• [Document]
——

Comedian, hypnotist takes center stage at Addison Improv
 Sleep has never been so funny
Sleep has never been so funny

Sleep has never been so funny

You’re getting sleepy, very sleepy.

If you’re looking for something interesting and different to do tonight, round up a group of friends and head over to Addison Improv.

You’ll surely flip over comic hypnotist Flip Orley.

Throw all the stereotypes you have about hypnotists out the door.

When you think about being hypnotized you might get the image of someone standing alone on a stage barking like a dog, or telling his or her most embarrassing secrets.

That is not the case with this comedian.

He won’t make you waddle like a duck or act like a chicken. Orley is sincere about not embarrassing his volunteers.

“I want the audience to laugh with them, not at them,” he said. “This is the purest form of improvisational entertainment you will ever see, as the show rewrites itself every night and the volunteers are my partners, not my victims.”

In fact, Orley claims it is his volunteers who truly make the show as funny as it is because people don’t realize how funny they can really be.

So what exactly does he do?

He combines the art of hypnotism and comedy to create an act you have to see to believe.

On Saturday night, 250 people crowded in the Addison Improv to see what all the hype was about. In fact, they had to bring two or three more seats in just to accommodate everyone.

When Orley asked the audience if anyone wanted to volunteer, 20 people eagerly made their way on stage. However, there are a few conditions set on these volunteers, such as empty bladders, no alcohol in their system and, most importantly, having an open mind.

“If people come on stage to try to prove to me that they cannot be hypnotized, they’re right. It’s all about keeping an open mind and positive attitude,” Orley said.

In the end, only seven people could be fully hypnotized.

From making the volunteers forget their names to smelling a bad odor coming from the audience, Orley plays off the volunteers’ reactions.

He successfully transformed the well-behaved panel into angry, outrageous and well-known Disney characters who were fired from their jobs at Disney World.

——

• [Entries provided]
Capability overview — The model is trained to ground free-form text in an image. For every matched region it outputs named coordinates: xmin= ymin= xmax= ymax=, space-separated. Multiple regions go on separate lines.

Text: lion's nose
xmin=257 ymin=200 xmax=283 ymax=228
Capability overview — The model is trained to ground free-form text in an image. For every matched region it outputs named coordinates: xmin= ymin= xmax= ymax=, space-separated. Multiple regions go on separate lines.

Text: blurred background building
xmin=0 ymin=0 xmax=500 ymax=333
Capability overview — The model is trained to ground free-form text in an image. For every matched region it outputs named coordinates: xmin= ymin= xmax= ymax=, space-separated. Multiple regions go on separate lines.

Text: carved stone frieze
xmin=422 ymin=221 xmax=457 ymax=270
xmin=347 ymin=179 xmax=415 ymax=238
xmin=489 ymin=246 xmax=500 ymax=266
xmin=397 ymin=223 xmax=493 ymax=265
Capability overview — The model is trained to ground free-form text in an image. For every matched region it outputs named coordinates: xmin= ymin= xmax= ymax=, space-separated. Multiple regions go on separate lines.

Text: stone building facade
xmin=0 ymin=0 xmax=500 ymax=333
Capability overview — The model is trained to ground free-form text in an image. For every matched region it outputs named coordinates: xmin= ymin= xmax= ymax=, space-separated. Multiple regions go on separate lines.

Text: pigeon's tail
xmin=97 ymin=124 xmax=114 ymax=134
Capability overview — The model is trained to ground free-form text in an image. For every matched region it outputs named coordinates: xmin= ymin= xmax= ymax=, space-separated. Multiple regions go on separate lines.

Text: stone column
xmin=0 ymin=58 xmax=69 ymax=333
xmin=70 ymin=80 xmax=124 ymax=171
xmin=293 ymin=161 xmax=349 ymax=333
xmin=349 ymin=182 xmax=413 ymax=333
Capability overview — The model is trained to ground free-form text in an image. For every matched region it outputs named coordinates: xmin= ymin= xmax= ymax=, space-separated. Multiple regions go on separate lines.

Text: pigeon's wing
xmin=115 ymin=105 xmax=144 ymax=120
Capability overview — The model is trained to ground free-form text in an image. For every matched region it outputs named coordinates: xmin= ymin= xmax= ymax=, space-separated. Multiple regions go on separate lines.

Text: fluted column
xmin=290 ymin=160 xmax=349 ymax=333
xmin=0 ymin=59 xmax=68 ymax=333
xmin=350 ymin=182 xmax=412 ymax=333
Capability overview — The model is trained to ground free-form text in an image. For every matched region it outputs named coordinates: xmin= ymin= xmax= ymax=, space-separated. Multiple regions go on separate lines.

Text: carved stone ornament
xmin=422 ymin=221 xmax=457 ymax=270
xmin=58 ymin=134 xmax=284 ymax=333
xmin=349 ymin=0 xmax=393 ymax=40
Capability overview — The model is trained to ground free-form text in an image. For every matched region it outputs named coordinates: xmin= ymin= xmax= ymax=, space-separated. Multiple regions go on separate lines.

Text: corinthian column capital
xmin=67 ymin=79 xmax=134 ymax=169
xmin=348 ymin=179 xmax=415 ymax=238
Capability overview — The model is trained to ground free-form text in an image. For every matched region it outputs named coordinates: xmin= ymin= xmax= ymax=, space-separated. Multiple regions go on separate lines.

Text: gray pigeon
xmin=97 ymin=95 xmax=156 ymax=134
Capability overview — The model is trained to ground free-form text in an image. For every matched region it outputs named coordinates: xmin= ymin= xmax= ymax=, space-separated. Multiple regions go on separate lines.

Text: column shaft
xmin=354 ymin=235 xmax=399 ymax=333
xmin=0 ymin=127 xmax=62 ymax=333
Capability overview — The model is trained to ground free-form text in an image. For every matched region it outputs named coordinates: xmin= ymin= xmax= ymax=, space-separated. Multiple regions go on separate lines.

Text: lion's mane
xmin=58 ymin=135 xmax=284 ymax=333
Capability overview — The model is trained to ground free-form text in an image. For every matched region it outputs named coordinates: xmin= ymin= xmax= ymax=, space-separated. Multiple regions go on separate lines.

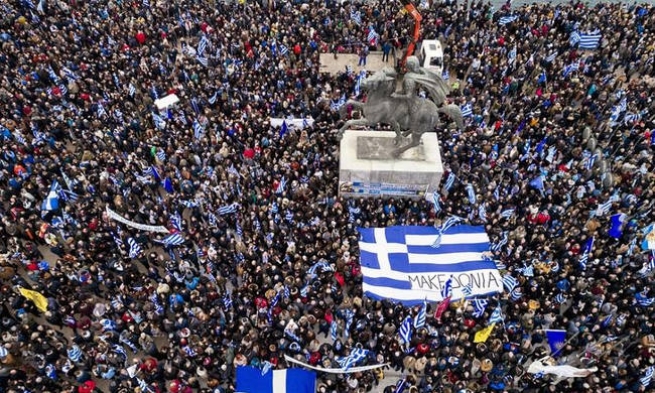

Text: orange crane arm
xmin=399 ymin=0 xmax=423 ymax=69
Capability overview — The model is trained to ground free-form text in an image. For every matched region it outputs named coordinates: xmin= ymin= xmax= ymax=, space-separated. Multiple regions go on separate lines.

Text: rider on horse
xmin=391 ymin=56 xmax=450 ymax=117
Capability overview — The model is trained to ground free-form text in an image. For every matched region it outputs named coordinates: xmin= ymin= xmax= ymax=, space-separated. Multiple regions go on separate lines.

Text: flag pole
xmin=550 ymin=330 xmax=580 ymax=357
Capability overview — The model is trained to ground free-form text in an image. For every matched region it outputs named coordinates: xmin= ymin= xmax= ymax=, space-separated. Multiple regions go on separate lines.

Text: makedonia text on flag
xmin=358 ymin=225 xmax=503 ymax=305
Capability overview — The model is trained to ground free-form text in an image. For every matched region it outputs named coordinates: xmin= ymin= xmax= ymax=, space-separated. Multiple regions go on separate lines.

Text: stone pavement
xmin=320 ymin=51 xmax=396 ymax=75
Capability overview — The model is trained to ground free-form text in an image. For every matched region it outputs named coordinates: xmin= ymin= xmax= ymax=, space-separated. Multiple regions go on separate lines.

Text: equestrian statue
xmin=338 ymin=56 xmax=463 ymax=157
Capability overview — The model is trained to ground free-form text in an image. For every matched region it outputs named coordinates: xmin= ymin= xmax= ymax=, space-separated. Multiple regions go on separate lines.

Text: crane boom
xmin=398 ymin=0 xmax=423 ymax=70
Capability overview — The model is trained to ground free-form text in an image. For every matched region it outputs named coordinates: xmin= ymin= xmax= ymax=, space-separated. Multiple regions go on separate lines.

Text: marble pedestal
xmin=339 ymin=130 xmax=443 ymax=198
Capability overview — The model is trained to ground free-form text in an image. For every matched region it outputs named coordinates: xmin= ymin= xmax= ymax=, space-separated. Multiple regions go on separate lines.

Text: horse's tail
xmin=339 ymin=102 xmax=351 ymax=119
xmin=437 ymin=104 xmax=464 ymax=129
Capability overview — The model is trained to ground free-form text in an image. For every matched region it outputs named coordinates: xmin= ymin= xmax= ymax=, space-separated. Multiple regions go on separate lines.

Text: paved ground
xmin=320 ymin=52 xmax=396 ymax=74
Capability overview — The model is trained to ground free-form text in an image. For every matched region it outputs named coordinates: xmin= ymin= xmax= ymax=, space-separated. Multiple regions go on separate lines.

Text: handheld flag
xmin=607 ymin=213 xmax=628 ymax=239
xmin=280 ymin=120 xmax=289 ymax=138
xmin=236 ymin=366 xmax=316 ymax=393
xmin=398 ymin=315 xmax=412 ymax=344
xmin=473 ymin=323 xmax=496 ymax=344
xmin=414 ymin=302 xmax=428 ymax=329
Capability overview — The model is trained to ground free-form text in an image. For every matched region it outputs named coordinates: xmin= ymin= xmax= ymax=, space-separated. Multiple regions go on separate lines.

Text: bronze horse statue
xmin=338 ymin=62 xmax=463 ymax=157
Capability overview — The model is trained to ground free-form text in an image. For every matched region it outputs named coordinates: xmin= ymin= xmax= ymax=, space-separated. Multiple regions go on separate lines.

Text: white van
xmin=418 ymin=40 xmax=444 ymax=75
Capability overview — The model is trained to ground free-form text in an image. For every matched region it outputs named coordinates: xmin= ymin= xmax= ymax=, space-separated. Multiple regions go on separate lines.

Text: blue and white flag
xmin=478 ymin=203 xmax=487 ymax=222
xmin=503 ymin=274 xmax=519 ymax=292
xmin=337 ymin=347 xmax=368 ymax=370
xmin=571 ymin=31 xmax=603 ymax=50
xmin=398 ymin=315 xmax=412 ymax=345
xmin=366 ymin=26 xmax=379 ymax=46
xmin=196 ymin=35 xmax=209 ymax=56
xmin=41 ymin=180 xmax=62 ymax=211
xmin=152 ymin=112 xmax=166 ymax=130
xmin=546 ymin=329 xmax=566 ymax=357
xmin=193 ymin=120 xmax=205 ymax=139
xmin=562 ymin=62 xmax=580 ymax=78
xmin=553 ymin=292 xmax=566 ymax=304
xmin=500 ymin=209 xmax=514 ymax=218
xmin=516 ymin=265 xmax=534 ymax=277
xmin=45 ymin=362 xmax=57 ymax=381
xmin=473 ymin=299 xmax=489 ymax=318
xmin=580 ymin=236 xmax=594 ymax=270
xmin=236 ymin=366 xmax=316 ymax=393
xmin=507 ymin=45 xmax=516 ymax=64
xmin=607 ymin=213 xmax=628 ymax=239
xmin=358 ymin=225 xmax=503 ymax=305
xmin=155 ymin=233 xmax=186 ymax=247
xmin=414 ymin=301 xmax=428 ymax=329
xmin=350 ymin=10 xmax=362 ymax=25
xmin=275 ymin=176 xmax=287 ymax=194
xmin=330 ymin=320 xmax=339 ymax=341
xmin=216 ymin=202 xmax=239 ymax=216
xmin=432 ymin=216 xmax=464 ymax=248
xmin=635 ymin=290 xmax=655 ymax=307
xmin=460 ymin=102 xmax=473 ymax=117
xmin=425 ymin=191 xmax=441 ymax=213
xmin=127 ymin=237 xmax=143 ymax=258
xmin=441 ymin=276 xmax=454 ymax=299
xmin=491 ymin=231 xmax=509 ymax=252
xmin=633 ymin=224 xmax=655 ymax=251
xmin=639 ymin=366 xmax=655 ymax=388
xmin=544 ymin=51 xmax=557 ymax=63
xmin=466 ymin=183 xmax=477 ymax=204
xmin=444 ymin=172 xmax=457 ymax=191
xmin=489 ymin=305 xmax=505 ymax=324
xmin=67 ymin=345 xmax=82 ymax=363
xmin=498 ymin=15 xmax=519 ymax=26
xmin=596 ymin=200 xmax=612 ymax=216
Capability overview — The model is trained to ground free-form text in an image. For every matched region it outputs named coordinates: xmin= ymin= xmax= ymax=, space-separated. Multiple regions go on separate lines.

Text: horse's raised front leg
xmin=339 ymin=100 xmax=364 ymax=119
xmin=337 ymin=118 xmax=368 ymax=140
xmin=390 ymin=120 xmax=403 ymax=146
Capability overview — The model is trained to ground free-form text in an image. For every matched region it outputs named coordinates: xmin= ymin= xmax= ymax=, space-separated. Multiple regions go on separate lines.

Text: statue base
xmin=339 ymin=130 xmax=443 ymax=199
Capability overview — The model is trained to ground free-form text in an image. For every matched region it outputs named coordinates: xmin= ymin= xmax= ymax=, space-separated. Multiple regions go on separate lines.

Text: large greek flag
xmin=359 ymin=225 xmax=503 ymax=305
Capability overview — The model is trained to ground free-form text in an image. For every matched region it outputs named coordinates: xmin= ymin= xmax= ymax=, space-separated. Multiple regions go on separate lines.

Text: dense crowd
xmin=0 ymin=0 xmax=655 ymax=393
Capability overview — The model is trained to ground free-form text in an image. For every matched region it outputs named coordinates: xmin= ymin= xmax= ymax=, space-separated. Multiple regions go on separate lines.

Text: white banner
xmin=269 ymin=117 xmax=314 ymax=129
xmin=284 ymin=355 xmax=389 ymax=374
xmin=107 ymin=206 xmax=170 ymax=233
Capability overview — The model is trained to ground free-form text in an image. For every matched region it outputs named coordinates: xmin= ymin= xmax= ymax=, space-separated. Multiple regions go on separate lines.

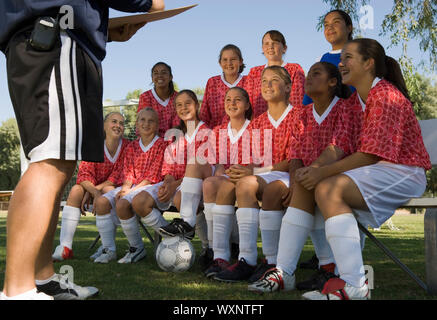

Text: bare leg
xmin=4 ymin=159 xmax=76 ymax=296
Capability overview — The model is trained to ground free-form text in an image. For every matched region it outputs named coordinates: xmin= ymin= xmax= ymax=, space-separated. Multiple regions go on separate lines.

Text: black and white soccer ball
xmin=155 ymin=236 xmax=196 ymax=272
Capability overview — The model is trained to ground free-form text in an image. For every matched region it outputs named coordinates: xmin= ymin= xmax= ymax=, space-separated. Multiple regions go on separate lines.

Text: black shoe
xmin=158 ymin=218 xmax=194 ymax=240
xmin=204 ymin=259 xmax=229 ymax=278
xmin=248 ymin=259 xmax=276 ymax=283
xmin=36 ymin=274 xmax=99 ymax=300
xmin=299 ymin=255 xmax=319 ymax=270
xmin=214 ymin=258 xmax=255 ymax=282
xmin=231 ymin=242 xmax=240 ymax=260
xmin=198 ymin=248 xmax=214 ymax=271
xmin=296 ymin=269 xmax=338 ymax=291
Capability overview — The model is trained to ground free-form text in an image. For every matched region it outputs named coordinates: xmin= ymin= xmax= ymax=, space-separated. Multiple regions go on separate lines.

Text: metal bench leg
xmin=88 ymin=234 xmax=100 ymax=250
xmin=424 ymin=208 xmax=437 ymax=295
xmin=357 ymin=221 xmax=428 ymax=291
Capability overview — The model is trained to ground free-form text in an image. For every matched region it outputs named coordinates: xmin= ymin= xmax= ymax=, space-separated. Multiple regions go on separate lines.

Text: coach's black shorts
xmin=6 ymin=27 xmax=104 ymax=162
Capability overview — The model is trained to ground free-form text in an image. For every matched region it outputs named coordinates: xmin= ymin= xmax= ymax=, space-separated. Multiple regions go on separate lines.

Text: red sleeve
xmin=359 ymin=89 xmax=405 ymax=162
xmin=290 ymin=65 xmax=305 ymax=106
xmin=199 ymin=78 xmax=212 ymax=126
xmin=76 ymin=161 xmax=97 ymax=185
xmin=137 ymin=91 xmax=149 ymax=113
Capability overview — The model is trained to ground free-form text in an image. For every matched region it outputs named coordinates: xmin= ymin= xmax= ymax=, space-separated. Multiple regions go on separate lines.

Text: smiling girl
xmin=299 ymin=39 xmax=431 ymax=300
xmin=137 ymin=62 xmax=179 ymax=137
xmin=245 ymin=30 xmax=305 ymax=118
xmin=199 ymin=44 xmax=246 ymax=128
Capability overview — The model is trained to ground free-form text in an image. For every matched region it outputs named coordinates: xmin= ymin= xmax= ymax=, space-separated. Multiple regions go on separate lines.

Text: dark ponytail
xmin=348 ymin=38 xmax=410 ymax=100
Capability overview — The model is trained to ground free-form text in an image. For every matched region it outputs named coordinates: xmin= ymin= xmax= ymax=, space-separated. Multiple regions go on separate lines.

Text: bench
xmin=358 ymin=119 xmax=437 ymax=295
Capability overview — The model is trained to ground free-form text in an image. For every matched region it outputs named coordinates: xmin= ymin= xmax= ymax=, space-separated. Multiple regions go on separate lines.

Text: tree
xmin=0 ymin=118 xmax=21 ymax=190
xmin=318 ymin=0 xmax=437 ymax=71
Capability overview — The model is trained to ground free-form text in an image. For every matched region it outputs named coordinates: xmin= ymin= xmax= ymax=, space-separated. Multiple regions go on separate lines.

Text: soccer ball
xmin=155 ymin=236 xmax=196 ymax=272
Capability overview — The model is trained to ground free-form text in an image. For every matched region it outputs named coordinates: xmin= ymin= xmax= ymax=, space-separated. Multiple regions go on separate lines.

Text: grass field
xmin=0 ymin=211 xmax=437 ymax=300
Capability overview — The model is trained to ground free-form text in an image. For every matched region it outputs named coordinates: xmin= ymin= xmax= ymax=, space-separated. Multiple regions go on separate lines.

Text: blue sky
xmin=0 ymin=0 xmax=427 ymax=123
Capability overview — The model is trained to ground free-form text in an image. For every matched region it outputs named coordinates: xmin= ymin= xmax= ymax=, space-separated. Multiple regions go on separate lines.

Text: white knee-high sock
xmin=231 ymin=215 xmax=240 ymax=244
xmin=310 ymin=208 xmax=335 ymax=267
xmin=59 ymin=206 xmax=80 ymax=249
xmin=237 ymin=208 xmax=259 ymax=266
xmin=259 ymin=209 xmax=284 ymax=264
xmin=277 ymin=207 xmax=314 ymax=274
xmin=180 ymin=177 xmax=203 ymax=227
xmin=96 ymin=213 xmax=116 ymax=251
xmin=202 ymin=203 xmax=215 ymax=248
xmin=120 ymin=216 xmax=144 ymax=249
xmin=195 ymin=211 xmax=209 ymax=248
xmin=211 ymin=205 xmax=235 ymax=261
xmin=325 ymin=213 xmax=366 ymax=287
xmin=141 ymin=208 xmax=168 ymax=231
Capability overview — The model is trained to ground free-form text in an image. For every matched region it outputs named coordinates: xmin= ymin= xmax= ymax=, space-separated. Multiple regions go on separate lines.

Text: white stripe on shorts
xmin=29 ymin=33 xmax=82 ymax=162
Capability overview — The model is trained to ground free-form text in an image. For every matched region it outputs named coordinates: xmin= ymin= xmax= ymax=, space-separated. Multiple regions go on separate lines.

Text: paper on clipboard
xmin=108 ymin=4 xmax=197 ymax=29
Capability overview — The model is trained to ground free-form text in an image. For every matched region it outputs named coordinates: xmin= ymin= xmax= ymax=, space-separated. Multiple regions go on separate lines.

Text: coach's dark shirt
xmin=0 ymin=0 xmax=152 ymax=64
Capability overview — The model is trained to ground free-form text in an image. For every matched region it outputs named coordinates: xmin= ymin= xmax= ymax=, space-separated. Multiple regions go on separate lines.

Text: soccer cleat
xmin=299 ymin=255 xmax=319 ymax=270
xmin=0 ymin=288 xmax=54 ymax=300
xmin=302 ymin=277 xmax=370 ymax=300
xmin=90 ymin=246 xmax=103 ymax=261
xmin=248 ymin=268 xmax=296 ymax=293
xmin=118 ymin=247 xmax=147 ymax=263
xmin=231 ymin=242 xmax=240 ymax=260
xmin=36 ymin=274 xmax=99 ymax=300
xmin=52 ymin=245 xmax=73 ymax=261
xmin=214 ymin=258 xmax=255 ymax=282
xmin=158 ymin=218 xmax=194 ymax=240
xmin=94 ymin=248 xmax=117 ymax=263
xmin=248 ymin=259 xmax=276 ymax=283
xmin=296 ymin=269 xmax=337 ymax=291
xmin=198 ymin=248 xmax=214 ymax=271
xmin=204 ymin=259 xmax=229 ymax=278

——

• [Instructions]
[A] According to the article on the comic hypnotist at Addison Improv, how many volunteers could be fully hypnotized in the end?
[B] Continue the article on the comic hypnotist at Addison Improv, starting after its final sentence.

• [Results by task]
[A] Seven volunteers could be fully hypnotized.

[B]
Sammy Hooda, a pre-law sophomore from the University of Texas – Denton, was transformed into Peter Pan, who was supposedly fired from the park because of an unusual incident. While performing one of his high-flying routines, he got mad at the kids and proceeded to urinate on them. As Hooda began describing this experience, the audience went wild. The more the crowd laughed, the angrier Hooda got.

Hooda claimed to have remembered the entire experience.

“I knew exactly what I was doing. I was very relaxed,” Hooda said. “It’s all about concentrating on [Orley’s] voice.”

Hooda’s friend, Mickey Hussain, enjoyed watching his buddy on stage. “When Sammy was on stage that was his personality but it was more animated than he normally is,” Hussain said.

Orley recalls a time when he thought it would be funny to let the volunteers pace around the stage and do what they pleased.

“Once during a show I apparently made this 6-foot-8 guy real mad. He told me he was going to kick my ass, and as he lunged at me, I froze in fear,” Orley said. “The first thing that came to mind was to point at him and shout ‘sleep.’ This guy had stopped dead in his tracks, but all the momentum he had pushed this guy on top of me and made me fall to the ground breaking his fall. I hit my head real hard and literally saw stars.”

Can you imagine what Orley’s biggest fear would be on stage? Most would think that it would be the fear of not being able to hypnotize anyone. The comic actually says his biggest fear is that the volunteers will be shy, uninventive and not have anything to say. Orley says that he can’t get mad or make fun of them. So he works with what he has to make sure the show goes on.

Fellow actor and friend, Bill Wagenhauser, says what makes Orley’s show so unique and fascinating is that he has the ability to read his volunteers and interpret what bits will make for an entertaining show.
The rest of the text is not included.